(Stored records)

== == ==

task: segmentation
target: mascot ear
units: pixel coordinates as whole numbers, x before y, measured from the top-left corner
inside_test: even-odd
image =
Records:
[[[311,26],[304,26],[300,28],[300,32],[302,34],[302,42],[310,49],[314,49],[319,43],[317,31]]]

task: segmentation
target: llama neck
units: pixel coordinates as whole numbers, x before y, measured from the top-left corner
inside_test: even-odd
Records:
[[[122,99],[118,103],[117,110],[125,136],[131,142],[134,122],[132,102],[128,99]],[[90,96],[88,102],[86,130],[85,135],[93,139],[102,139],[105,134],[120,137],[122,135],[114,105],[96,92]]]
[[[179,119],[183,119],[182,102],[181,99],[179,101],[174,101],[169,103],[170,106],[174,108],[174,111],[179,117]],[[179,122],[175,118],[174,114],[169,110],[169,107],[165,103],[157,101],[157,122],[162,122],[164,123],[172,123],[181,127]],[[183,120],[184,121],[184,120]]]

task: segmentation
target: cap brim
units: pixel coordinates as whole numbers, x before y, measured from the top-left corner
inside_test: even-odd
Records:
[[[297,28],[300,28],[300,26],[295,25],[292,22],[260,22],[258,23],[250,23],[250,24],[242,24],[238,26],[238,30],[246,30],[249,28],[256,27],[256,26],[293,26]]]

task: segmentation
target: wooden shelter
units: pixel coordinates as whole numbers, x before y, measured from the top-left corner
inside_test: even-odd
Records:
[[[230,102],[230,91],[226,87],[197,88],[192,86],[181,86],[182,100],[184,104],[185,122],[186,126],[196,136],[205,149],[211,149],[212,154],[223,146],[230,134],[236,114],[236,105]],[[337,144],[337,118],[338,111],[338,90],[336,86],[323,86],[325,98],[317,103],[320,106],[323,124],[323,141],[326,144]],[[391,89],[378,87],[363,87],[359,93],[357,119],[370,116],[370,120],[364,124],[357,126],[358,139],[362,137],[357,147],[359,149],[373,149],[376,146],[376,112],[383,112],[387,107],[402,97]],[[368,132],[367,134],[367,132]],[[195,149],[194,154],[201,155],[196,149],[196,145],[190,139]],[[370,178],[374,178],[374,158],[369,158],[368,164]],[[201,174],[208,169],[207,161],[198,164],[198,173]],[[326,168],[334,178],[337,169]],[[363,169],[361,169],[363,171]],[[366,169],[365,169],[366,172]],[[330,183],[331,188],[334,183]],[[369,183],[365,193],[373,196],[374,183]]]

== == ==

» **TASK TO COMPLETE**: Pick out and copy each line of the records that contains the string "target".

» **EXERCISE RESULT**:
target: mascot ear
target: llama neck
target: cap brim
target: wooden shelter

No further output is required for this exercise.